— start —

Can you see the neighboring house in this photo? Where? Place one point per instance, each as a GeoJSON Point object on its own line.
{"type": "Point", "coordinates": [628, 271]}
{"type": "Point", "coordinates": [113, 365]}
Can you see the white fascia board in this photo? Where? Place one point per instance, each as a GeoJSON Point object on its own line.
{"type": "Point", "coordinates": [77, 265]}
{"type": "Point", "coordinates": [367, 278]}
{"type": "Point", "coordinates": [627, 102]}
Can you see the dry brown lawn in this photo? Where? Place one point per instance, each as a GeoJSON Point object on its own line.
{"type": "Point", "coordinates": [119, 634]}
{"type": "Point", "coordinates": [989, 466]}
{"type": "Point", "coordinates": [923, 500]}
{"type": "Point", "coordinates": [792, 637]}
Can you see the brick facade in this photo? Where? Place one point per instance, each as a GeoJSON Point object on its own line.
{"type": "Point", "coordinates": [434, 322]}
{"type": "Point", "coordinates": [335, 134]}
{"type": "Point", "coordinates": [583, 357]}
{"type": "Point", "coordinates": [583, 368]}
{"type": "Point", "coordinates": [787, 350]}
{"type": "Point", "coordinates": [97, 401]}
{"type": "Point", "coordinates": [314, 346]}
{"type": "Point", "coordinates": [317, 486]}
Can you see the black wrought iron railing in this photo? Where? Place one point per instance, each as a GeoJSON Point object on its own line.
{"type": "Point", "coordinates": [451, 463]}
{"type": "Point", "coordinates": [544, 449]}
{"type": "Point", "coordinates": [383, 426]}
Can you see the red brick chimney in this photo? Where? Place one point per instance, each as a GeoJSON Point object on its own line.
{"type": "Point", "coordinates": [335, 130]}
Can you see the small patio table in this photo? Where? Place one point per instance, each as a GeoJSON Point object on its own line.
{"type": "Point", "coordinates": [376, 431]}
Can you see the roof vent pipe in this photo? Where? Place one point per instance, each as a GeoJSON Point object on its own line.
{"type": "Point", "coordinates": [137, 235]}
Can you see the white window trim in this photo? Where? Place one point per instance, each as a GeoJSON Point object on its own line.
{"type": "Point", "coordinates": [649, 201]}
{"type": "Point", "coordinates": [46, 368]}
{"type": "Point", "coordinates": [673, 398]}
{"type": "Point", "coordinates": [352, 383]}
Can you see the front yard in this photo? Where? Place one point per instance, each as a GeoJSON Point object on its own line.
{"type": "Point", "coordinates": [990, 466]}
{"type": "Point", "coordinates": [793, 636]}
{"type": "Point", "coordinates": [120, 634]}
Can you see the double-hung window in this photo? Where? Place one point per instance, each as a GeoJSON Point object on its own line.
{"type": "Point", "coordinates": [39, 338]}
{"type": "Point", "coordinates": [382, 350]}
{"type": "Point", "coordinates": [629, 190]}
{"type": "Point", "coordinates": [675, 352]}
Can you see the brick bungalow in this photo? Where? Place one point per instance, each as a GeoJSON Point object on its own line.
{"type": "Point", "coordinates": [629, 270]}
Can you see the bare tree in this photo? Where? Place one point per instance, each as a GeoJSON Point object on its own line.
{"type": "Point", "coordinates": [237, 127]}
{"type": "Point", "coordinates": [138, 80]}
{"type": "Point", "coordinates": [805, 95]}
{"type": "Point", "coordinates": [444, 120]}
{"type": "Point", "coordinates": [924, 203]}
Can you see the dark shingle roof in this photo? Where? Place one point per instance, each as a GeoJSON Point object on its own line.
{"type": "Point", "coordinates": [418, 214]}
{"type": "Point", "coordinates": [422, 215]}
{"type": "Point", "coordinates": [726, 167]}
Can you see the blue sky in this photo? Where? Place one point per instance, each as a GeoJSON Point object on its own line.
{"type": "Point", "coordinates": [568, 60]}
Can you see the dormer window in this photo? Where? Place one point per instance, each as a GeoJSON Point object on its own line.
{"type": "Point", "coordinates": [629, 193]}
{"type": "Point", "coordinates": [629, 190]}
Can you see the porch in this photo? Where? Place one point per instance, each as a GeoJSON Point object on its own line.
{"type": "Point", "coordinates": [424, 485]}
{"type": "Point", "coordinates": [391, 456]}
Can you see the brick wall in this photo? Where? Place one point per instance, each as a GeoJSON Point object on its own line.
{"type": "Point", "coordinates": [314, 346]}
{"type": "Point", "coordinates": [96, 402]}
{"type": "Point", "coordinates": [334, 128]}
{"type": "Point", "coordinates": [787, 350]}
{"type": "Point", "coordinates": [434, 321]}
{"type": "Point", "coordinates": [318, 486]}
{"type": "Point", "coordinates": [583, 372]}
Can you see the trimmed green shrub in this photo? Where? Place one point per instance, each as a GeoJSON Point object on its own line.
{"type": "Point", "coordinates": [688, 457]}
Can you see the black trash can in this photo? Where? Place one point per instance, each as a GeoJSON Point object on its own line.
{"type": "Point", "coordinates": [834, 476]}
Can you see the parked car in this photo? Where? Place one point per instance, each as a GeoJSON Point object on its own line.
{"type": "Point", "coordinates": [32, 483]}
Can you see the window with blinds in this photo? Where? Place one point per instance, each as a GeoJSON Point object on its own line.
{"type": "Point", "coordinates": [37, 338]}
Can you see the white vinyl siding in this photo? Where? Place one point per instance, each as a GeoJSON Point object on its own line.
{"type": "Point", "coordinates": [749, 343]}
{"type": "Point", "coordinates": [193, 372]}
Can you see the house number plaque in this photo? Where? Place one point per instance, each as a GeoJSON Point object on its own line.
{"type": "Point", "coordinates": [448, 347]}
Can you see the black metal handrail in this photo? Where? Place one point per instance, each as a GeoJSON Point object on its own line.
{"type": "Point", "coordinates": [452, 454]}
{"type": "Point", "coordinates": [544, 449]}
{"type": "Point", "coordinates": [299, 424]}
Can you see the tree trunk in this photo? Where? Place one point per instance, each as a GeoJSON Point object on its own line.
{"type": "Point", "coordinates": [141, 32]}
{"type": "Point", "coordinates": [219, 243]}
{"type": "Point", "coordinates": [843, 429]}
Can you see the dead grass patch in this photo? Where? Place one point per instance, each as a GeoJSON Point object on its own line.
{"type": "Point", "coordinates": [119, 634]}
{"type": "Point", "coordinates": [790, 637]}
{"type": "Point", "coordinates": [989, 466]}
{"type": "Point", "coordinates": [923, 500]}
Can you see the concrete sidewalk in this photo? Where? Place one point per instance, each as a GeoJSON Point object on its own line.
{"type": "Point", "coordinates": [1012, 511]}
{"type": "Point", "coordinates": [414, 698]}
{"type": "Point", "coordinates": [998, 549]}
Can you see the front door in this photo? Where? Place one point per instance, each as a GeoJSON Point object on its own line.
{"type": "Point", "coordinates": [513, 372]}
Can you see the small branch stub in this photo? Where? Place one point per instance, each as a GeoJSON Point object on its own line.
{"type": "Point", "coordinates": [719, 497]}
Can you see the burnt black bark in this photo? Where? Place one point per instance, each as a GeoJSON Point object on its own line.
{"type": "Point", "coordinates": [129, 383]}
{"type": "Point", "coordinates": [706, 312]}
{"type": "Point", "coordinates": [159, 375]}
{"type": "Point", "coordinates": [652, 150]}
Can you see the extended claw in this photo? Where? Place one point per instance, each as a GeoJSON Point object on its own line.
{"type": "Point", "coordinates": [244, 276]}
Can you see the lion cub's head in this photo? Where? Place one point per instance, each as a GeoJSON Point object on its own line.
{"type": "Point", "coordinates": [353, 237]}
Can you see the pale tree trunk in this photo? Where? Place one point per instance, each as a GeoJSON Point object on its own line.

— end —

What you should do
Quote the data in full, keeping each word unchanged.

The completed task
Can you see the neighboring house in this photo? Where? Place one point per instance, each as a GeoJSON Point object on its own line.
{"type": "Point", "coordinates": [628, 271]}
{"type": "Point", "coordinates": [113, 365]}
Can you see the white fascia board in this photo? Where? Place one point per instance, each as a GeoJSON Point object on its own line.
{"type": "Point", "coordinates": [77, 265]}
{"type": "Point", "coordinates": [367, 278]}
{"type": "Point", "coordinates": [627, 102]}
Can you see the dry brown lawn in this photo? Where? Place one point per instance, each as a GeoJSON Point object on its own line.
{"type": "Point", "coordinates": [119, 634]}
{"type": "Point", "coordinates": [989, 466]}
{"type": "Point", "coordinates": [923, 500]}
{"type": "Point", "coordinates": [792, 637]}
Can you see the brick facade in this photo? Where? Place one point per instance, each as a GeoJSON Point object on its own line.
{"type": "Point", "coordinates": [434, 322]}
{"type": "Point", "coordinates": [335, 134]}
{"type": "Point", "coordinates": [583, 357]}
{"type": "Point", "coordinates": [583, 368]}
{"type": "Point", "coordinates": [787, 350]}
{"type": "Point", "coordinates": [97, 401]}
{"type": "Point", "coordinates": [314, 346]}
{"type": "Point", "coordinates": [317, 486]}
Can you see the black wrought iron railing in this photo? Where? Place one point per instance, each as a GeoJSON Point object on its own line.
{"type": "Point", "coordinates": [451, 463]}
{"type": "Point", "coordinates": [544, 449]}
{"type": "Point", "coordinates": [383, 426]}
Can you see the red brick chimney in this photo? Where? Place one point per instance, each as a GeoJSON Point object on its own line.
{"type": "Point", "coordinates": [335, 130]}
Can you see the small patio table in this photo? Where? Place one point per instance, each as a GeoJSON Point object on its own line.
{"type": "Point", "coordinates": [376, 431]}
Can you see the roof vent pipe in this photo? Where? Place one point per instance, each as a GeoJSON Point object on its own line.
{"type": "Point", "coordinates": [137, 235]}
Can you see the white window trim in this photo? Where? Place one point per instance, each as a GeoJSON Point object on its own line.
{"type": "Point", "coordinates": [649, 201]}
{"type": "Point", "coordinates": [46, 368]}
{"type": "Point", "coordinates": [673, 398]}
{"type": "Point", "coordinates": [352, 383]}
Can you see the front yard in this photo? Where? Place one point per instance, each as a GeoJSON Point object on its own line.
{"type": "Point", "coordinates": [990, 466]}
{"type": "Point", "coordinates": [793, 636]}
{"type": "Point", "coordinates": [120, 634]}
Can you see the double-hung window in this photo? Where? Place one point per instance, each as a GeoJSON Point object on its own line.
{"type": "Point", "coordinates": [39, 338]}
{"type": "Point", "coordinates": [382, 350]}
{"type": "Point", "coordinates": [629, 190]}
{"type": "Point", "coordinates": [675, 352]}
Can you see the brick bungalow in this photo? Where? Place one point per instance, each as a GeoJSON Point object on its own line.
{"type": "Point", "coordinates": [629, 270]}
Can you see the bare tree in this photo? Where? Place one point per instance, each as a GeoJSON Point object on its own line.
{"type": "Point", "coordinates": [237, 127]}
{"type": "Point", "coordinates": [138, 80]}
{"type": "Point", "coordinates": [805, 95]}
{"type": "Point", "coordinates": [444, 120]}
{"type": "Point", "coordinates": [924, 203]}
Can you see the dark shingle roof in this photo? Where? Place one point per instance, each as a GeoJSON Point object on its own line.
{"type": "Point", "coordinates": [418, 214]}
{"type": "Point", "coordinates": [422, 215]}
{"type": "Point", "coordinates": [726, 167]}
Can you see the blue sky in this photo? Where? Place one point per instance, each as a GeoJSON Point object on its own line.
{"type": "Point", "coordinates": [568, 60]}
Can you see the dormer window in this photo? Where? Place one point per instance, each as a GeoJSON Point object on its own line.
{"type": "Point", "coordinates": [629, 193]}
{"type": "Point", "coordinates": [629, 190]}
Can you see the porch in this photo? Where? Place one point per instance, each as a GeoJSON Point object on its own line.
{"type": "Point", "coordinates": [424, 485]}
{"type": "Point", "coordinates": [391, 456]}
Can you see the brick wall in this photo? Where? Place one point per instance, each as a GeoJSON Point object on its own line.
{"type": "Point", "coordinates": [314, 346]}
{"type": "Point", "coordinates": [96, 402]}
{"type": "Point", "coordinates": [334, 128]}
{"type": "Point", "coordinates": [787, 350]}
{"type": "Point", "coordinates": [434, 321]}
{"type": "Point", "coordinates": [318, 486]}
{"type": "Point", "coordinates": [583, 372]}
Can you see the trimmed green shrub in this photo? Where? Place one point per instance, each as a GeoJSON Point object on its own line.
{"type": "Point", "coordinates": [688, 457]}
Can you see the black trash can in this photo? Where? Place one point per instance, each as a GeoJSON Point object on its own line.
{"type": "Point", "coordinates": [834, 476]}
Can you see the parked car in this photo? Where? Place one point per instance, each as a GeoJSON Point object on its own line.
{"type": "Point", "coordinates": [32, 483]}
Can you see the window with blinds in this photo? Where? Place one point per instance, each as a GeoJSON Point object on its own line.
{"type": "Point", "coordinates": [37, 338]}
Can you see the white vinyl siding in this photo? Where? Place one point per instance, each as a GeoJSON Point object on its own line.
{"type": "Point", "coordinates": [749, 343]}
{"type": "Point", "coordinates": [193, 372]}
Can you see the house number plaque in this photo? Where? Place one point per instance, each as a GeoJSON Point object on its own line.
{"type": "Point", "coordinates": [448, 347]}
Can you see the black metal handrail in this photo? Where? Place one point per instance, each as a GeoJSON Point object on its own line.
{"type": "Point", "coordinates": [452, 454]}
{"type": "Point", "coordinates": [544, 449]}
{"type": "Point", "coordinates": [299, 424]}
Can you see the tree trunk in this photo? Where? Place one point per instance, each as a GeoJSON Point object on its own line.
{"type": "Point", "coordinates": [141, 32]}
{"type": "Point", "coordinates": [219, 243]}
{"type": "Point", "coordinates": [843, 429]}
Can you see the dead grass patch in this photo? Where? Place one point per instance, each as a GeoJSON Point object on its own line.
{"type": "Point", "coordinates": [119, 634]}
{"type": "Point", "coordinates": [790, 637]}
{"type": "Point", "coordinates": [989, 466]}
{"type": "Point", "coordinates": [923, 500]}
Can you see the concrete sidewalk in this photo? Where? Place one point per instance, each as a GeoJSON Point object on its own line.
{"type": "Point", "coordinates": [1012, 511]}
{"type": "Point", "coordinates": [414, 698]}
{"type": "Point", "coordinates": [998, 549]}
Can you see the front door in this photo? Where? Place one point per instance, each as a GeoJSON Point object on its own line.
{"type": "Point", "coordinates": [513, 372]}
Can you see the small branch stub in this photo? Where? Place one point per instance, each as a GeoJSON Point object on its own line.
{"type": "Point", "coordinates": [719, 497]}
Can you see the burnt black bark in this photo? Where? Place one point per instance, each as a GeoJSON Point object on its own line.
{"type": "Point", "coordinates": [129, 383]}
{"type": "Point", "coordinates": [706, 312]}
{"type": "Point", "coordinates": [159, 375]}
{"type": "Point", "coordinates": [652, 150]}
Can you see the extended claw in this photo? Where? Place one point per instance, each as a GeoJSON Point object on its own line.
{"type": "Point", "coordinates": [244, 276]}
Can you see the lion cub's head in this photo? Where? Place one point per instance, each as a GeoJSON Point object on its own line.
{"type": "Point", "coordinates": [353, 237]}
Can you see the pale tree trunk in this photo? Where? Place one point per instance, each as a GeoJSON Point object on its own line.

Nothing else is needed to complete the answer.